─── Text provided
Book Abstract
Are humans really so rationally optimal that, as Adam Smith (1986) once famously claimed, “it is not from the benevolence of the butcher, the brewer, or the baker that we expect our dinner, but from their regard to their own interest”―which later led to the idea of “homo economicus, or economic man,” as “the concept in many economic theories portraying humans as consistently rational and narrowly self-interested agents who usually pursue their subjectively-defined ends optimally”? (WK 2017u) This rational view on humans can be contrasted with the opposing one by Bertrand Russell, who observed instead that “it has been said that man is a rational animal. All my life I have been searching for evidence which could support this.” (TE 2017)
Contrary to these opposing views (and other ones as will be discussed in the book), decision theory (in relation to optimality and non-optimality—as well as other dichotomies) is neither possible (or impossible) nor desirable (or undesirable) to the extent that the respective ideologues (on different sides) would like us to believe, such that there is no optimality without non-optimality (and vice versa), to be explained by the “optimality-nonoptimality principle” (and other ones) in “existential dialectics” (in Chapter Four).
──────
─── Supplied data
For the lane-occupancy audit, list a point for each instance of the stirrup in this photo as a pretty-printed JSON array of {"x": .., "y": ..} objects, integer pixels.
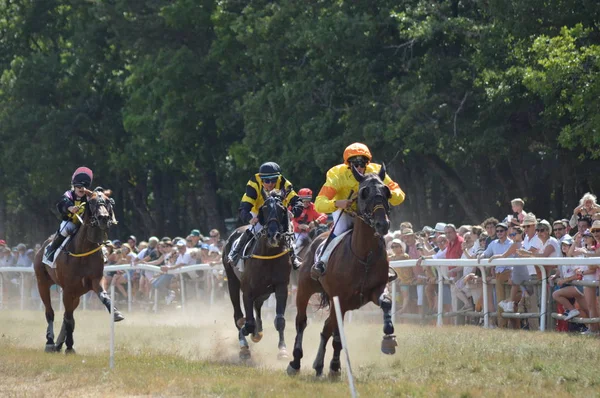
[{"x": 317, "y": 270}]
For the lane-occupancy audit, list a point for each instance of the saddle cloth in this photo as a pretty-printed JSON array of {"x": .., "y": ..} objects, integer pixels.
[
  {"x": 332, "y": 245},
  {"x": 56, "y": 253}
]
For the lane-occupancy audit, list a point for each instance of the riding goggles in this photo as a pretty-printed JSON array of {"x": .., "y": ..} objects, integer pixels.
[{"x": 358, "y": 161}]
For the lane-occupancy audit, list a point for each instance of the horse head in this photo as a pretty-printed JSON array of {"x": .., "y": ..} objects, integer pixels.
[
  {"x": 273, "y": 216},
  {"x": 100, "y": 206},
  {"x": 373, "y": 200}
]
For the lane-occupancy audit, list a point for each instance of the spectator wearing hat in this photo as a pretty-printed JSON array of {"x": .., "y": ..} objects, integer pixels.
[
  {"x": 502, "y": 274},
  {"x": 405, "y": 274},
  {"x": 587, "y": 209},
  {"x": 588, "y": 246},
  {"x": 530, "y": 247},
  {"x": 195, "y": 239},
  {"x": 489, "y": 225},
  {"x": 560, "y": 230},
  {"x": 518, "y": 214},
  {"x": 132, "y": 241}
]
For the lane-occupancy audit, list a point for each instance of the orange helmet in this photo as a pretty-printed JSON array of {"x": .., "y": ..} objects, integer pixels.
[
  {"x": 305, "y": 193},
  {"x": 356, "y": 149}
]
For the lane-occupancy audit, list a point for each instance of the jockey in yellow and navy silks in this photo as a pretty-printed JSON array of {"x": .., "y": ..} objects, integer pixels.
[
  {"x": 71, "y": 206},
  {"x": 268, "y": 177},
  {"x": 340, "y": 182}
]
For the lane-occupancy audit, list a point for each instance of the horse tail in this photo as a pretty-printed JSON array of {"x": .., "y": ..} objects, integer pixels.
[{"x": 324, "y": 301}]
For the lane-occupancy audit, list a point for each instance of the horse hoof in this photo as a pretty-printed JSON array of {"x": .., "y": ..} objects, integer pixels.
[
  {"x": 257, "y": 337},
  {"x": 388, "y": 329},
  {"x": 245, "y": 353},
  {"x": 118, "y": 316},
  {"x": 292, "y": 371},
  {"x": 389, "y": 344},
  {"x": 282, "y": 354}
]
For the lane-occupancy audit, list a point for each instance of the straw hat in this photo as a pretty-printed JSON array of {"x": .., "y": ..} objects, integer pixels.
[{"x": 529, "y": 219}]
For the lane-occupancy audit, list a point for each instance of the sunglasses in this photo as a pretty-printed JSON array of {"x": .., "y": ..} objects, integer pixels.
[{"x": 359, "y": 162}]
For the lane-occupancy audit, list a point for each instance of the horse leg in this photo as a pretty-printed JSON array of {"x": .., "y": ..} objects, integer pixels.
[
  {"x": 71, "y": 304},
  {"x": 250, "y": 324},
  {"x": 302, "y": 297},
  {"x": 233, "y": 284},
  {"x": 258, "y": 333},
  {"x": 44, "y": 283},
  {"x": 335, "y": 364},
  {"x": 281, "y": 303},
  {"x": 381, "y": 298},
  {"x": 330, "y": 325},
  {"x": 105, "y": 299}
]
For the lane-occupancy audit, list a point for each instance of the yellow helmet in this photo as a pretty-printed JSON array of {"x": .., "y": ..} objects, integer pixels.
[{"x": 356, "y": 149}]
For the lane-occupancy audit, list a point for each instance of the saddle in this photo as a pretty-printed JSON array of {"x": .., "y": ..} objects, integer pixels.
[{"x": 324, "y": 255}]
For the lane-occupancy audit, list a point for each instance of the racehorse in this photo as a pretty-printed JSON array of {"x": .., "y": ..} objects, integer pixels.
[
  {"x": 266, "y": 270},
  {"x": 357, "y": 272},
  {"x": 79, "y": 269}
]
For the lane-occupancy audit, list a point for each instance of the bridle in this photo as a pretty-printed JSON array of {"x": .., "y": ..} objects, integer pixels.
[{"x": 107, "y": 203}]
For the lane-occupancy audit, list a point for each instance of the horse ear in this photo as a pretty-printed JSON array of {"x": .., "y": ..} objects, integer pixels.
[
  {"x": 382, "y": 172},
  {"x": 359, "y": 177}
]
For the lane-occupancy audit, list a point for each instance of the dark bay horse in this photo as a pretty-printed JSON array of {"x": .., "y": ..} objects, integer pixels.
[
  {"x": 357, "y": 272},
  {"x": 266, "y": 271},
  {"x": 79, "y": 269}
]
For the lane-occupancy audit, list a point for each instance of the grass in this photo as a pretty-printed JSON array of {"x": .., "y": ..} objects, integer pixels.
[{"x": 196, "y": 355}]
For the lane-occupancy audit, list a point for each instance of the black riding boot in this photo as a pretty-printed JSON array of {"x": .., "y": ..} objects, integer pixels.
[
  {"x": 296, "y": 263},
  {"x": 235, "y": 252},
  {"x": 51, "y": 248},
  {"x": 317, "y": 270}
]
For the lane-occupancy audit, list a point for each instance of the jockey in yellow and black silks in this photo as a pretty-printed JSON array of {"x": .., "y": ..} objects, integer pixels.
[
  {"x": 71, "y": 206},
  {"x": 268, "y": 177},
  {"x": 339, "y": 183}
]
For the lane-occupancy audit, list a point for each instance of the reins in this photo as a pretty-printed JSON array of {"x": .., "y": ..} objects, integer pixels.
[{"x": 86, "y": 253}]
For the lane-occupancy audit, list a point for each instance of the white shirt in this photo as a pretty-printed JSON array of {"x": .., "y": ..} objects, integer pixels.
[
  {"x": 555, "y": 244},
  {"x": 528, "y": 244}
]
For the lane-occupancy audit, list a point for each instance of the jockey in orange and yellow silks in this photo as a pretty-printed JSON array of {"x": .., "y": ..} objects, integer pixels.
[{"x": 334, "y": 196}]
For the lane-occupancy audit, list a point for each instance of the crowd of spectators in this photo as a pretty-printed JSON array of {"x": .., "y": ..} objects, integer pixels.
[
  {"x": 518, "y": 234},
  {"x": 164, "y": 254}
]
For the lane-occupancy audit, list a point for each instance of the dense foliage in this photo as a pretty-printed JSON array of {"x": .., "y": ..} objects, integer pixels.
[{"x": 174, "y": 104}]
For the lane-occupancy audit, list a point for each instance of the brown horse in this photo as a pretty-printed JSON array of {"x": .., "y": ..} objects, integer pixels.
[
  {"x": 357, "y": 272},
  {"x": 266, "y": 270},
  {"x": 79, "y": 269}
]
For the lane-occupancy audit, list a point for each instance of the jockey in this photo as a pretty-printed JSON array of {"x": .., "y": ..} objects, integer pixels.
[
  {"x": 340, "y": 182},
  {"x": 309, "y": 214},
  {"x": 71, "y": 206},
  {"x": 268, "y": 177}
]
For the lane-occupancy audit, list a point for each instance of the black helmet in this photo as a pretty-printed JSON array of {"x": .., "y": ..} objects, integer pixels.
[
  {"x": 82, "y": 177},
  {"x": 269, "y": 169}
]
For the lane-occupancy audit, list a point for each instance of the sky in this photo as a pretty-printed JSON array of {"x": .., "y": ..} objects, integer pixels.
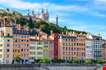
[{"x": 84, "y": 15}]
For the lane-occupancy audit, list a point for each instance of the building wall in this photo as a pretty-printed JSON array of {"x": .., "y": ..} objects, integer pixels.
[
  {"x": 89, "y": 49},
  {"x": 6, "y": 45},
  {"x": 40, "y": 49},
  {"x": 71, "y": 46},
  {"x": 21, "y": 44}
]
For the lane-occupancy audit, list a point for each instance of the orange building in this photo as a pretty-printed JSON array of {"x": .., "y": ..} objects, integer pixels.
[{"x": 21, "y": 43}]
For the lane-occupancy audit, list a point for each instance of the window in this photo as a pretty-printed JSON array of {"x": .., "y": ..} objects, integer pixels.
[
  {"x": 7, "y": 55},
  {"x": 8, "y": 34},
  {"x": 0, "y": 56},
  {"x": 8, "y": 40},
  {"x": 0, "y": 45},
  {"x": 0, "y": 50},
  {"x": 8, "y": 50},
  {"x": 8, "y": 45},
  {"x": 21, "y": 49}
]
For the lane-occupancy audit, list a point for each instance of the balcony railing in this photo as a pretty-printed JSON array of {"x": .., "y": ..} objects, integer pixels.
──────
• _Exercise goal_
Copy everything in the book abstract above from "Contrary to these" down to "(in Chapter Four).".

• _Response area_
Contrary to these opposing views (and other ones as will be discussed in the book), decision theory (in relation to optimality and non-optimality—as well as other dichotomies) is neither possible (or impossible) nor desirable (or undesirable) to the extent that the respective ideologues (on different sides) would like us to believe, such that there is no optimality without non-optimality (and vice versa), to be explained by the “optimality-nonoptimality principle” (and other ones) in “existential dialectics” (in Chapter Four).